Write what comes next in the kernel mailing-list message about killable VMA write locking, starting right after its final line.

**Text passage**
begin
From: Andrew Morton <akpm@linux-foundation.org>
To: Suren Baghdasaryan <surenb@google.com>
Cc: willy@infradead.org, david@kernel.org, ziy@nvidia.com,
matthew.brost@intel.com, joshua.hahnjy@gmail.com,
rakie.kim@sk.com, byungchul@sk.com, gourry@gourry.net,
ying.huang@linux.alibaba.com, apopple@nvidia.com, ljs@kernel.org,
baolin.wang@linux.alibaba.com, Liam.Howlett@oracle.com,
npache@redhat.com, ryan.roberts@arm.com, dev.jain@arm.com,
baohua@kernel.org, lance.yang@linux.dev, vbabka@suse.cz,
jannh@google.com, rppt@kernel.org, mhocko@suse.com,
pfalcato@suse.de, kees@kernel.org, maddy@linux.ibm.com,
npiggin@gmail.com, mpe@ellerman.id.au, chleroy@kernel.org,
borntraeger@linux.ibm.com, frankja@linux.ibm.com,
imbrenda@linux.ibm.com, hca@linux.ibm.com, gor@linux.ibm.com,
agordeev@linux.ibm.com, svens@linux.ibm.com,
gerald.schaefer@linux.ibm.com, linux-mm@kvack.org,
linuxppc-dev@lists.ozlabs.org, kvm@vger.kernel.org,
linux-kernel@vger.kernel.org, linux-s390@vger.kernel.org
Subject: Re: [PATCH v6 0/6] Use killable vma write locking in most places
Date: Fri, 27 Mar 2026 16:12:26 -0700 [thread overview]
Message-ID: <20260327161226.17e680fec33117d67dc8b5f9@linux-foundation.org> (raw)
In-Reply-To: <20260327205457.604224-1-surenb@google.com>
On Fri, 27 Mar 2026 13:54:51 -0700 Suren Baghdasaryan <surenb@google.com> wrote:
> Now that we have vma_start_write_killable() we can replace most of the
> vma_start_write() calls with it, improving reaction time to the kill
> signal.
>
> There are several places which are left untouched by this patchset:
>
> 1. free_pgtables() because function should free page tables even if a
> fatal signal is pending.
>
> 2. userfaultd code, where some paths calling vma_start_write() can
> handle EINTR and some can't without a deeper code refactoring.
>
> 3. mpol_rebind_mm() which is used by cpusset controller for migrations
> and operates on a remote mm. Incomplete operations here would result
> in an inconsistent cgroup state.
end
**Data records**
begin
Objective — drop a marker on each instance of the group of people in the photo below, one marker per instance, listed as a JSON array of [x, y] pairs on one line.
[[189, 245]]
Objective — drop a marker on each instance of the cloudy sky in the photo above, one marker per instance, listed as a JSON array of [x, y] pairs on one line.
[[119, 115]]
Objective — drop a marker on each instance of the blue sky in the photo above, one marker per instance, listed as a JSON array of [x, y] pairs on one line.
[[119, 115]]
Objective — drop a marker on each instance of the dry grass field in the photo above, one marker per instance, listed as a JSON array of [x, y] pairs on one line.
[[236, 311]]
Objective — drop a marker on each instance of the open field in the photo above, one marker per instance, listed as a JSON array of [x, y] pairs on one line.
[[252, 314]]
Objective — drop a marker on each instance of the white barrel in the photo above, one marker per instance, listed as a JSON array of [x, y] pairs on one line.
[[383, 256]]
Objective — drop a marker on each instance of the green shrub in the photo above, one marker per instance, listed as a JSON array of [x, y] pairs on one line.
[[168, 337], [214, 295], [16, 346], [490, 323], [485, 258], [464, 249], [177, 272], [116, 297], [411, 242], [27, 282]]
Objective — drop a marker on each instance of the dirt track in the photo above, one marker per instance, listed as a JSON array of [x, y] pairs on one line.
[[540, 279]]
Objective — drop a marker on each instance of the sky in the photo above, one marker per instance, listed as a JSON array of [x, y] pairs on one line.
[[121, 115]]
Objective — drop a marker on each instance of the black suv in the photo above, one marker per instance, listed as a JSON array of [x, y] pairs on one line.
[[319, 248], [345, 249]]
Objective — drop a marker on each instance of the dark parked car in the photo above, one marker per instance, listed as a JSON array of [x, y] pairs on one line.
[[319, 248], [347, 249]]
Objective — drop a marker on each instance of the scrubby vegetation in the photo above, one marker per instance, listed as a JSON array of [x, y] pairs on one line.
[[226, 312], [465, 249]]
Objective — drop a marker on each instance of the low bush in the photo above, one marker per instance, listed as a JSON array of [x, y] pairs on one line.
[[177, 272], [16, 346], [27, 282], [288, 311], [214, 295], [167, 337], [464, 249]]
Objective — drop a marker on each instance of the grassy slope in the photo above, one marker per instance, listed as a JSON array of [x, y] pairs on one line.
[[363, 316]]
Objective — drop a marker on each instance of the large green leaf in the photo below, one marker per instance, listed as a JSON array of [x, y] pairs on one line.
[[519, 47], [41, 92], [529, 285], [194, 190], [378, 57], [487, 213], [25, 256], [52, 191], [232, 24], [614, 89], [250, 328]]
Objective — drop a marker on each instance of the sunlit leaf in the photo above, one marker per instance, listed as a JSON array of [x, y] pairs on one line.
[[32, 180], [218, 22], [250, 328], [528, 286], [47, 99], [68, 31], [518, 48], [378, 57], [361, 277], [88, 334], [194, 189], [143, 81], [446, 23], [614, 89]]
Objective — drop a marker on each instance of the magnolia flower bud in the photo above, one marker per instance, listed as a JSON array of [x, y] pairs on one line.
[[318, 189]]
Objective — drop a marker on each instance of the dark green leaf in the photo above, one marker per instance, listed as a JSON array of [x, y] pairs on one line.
end
**Task output**
>
> 4. vm_flags_{set|mod|clear} require refactoring that involves moving
> vma_start_write() out of these functions and replacing it with
> vma_assert_write_locked(), then callers of these functions should
> lock the vma themselves using vma_start_write_killable() whenever
> possible.
Updated, thanks.
> Changes since v5 [1]:
> - Added Reviewed-by for unchanged patches, per Lorenzo Stoakes
>
> Patch#2:
> - Fixed locked_vm counter if mlock_vma_pages_range() fails in
> mlock_fixup(), per Sashiko
> - Avoid VMA re-locking in madvise_update_vma(), mprotect_fixup() and
> mseal_apply() when vma_modify_XXX creates a new VMA as it will already be
> locked. This prevents the possibility of incomplete operation if signal
> happens after a successful vma_modify_XXX modified the vma tree,
> per Sashiko
> - Removed obsolete comment in madvise_update_vma() and mprotect_fixup()
>
> Patch#4:
> - Added clarifying comment for vma_start_write_killable() when locking a
> detached VMA
> - Override VMA_MERGE_NOMERGE in vma_expand() to prevent callers from
> falling back to a new VMA allocation, per Sashiko
> - Added a note in the changelog about temporary workaround of using
> ENOMEM to propagate the error in vma_merge_existing_range() and
> vma_expand()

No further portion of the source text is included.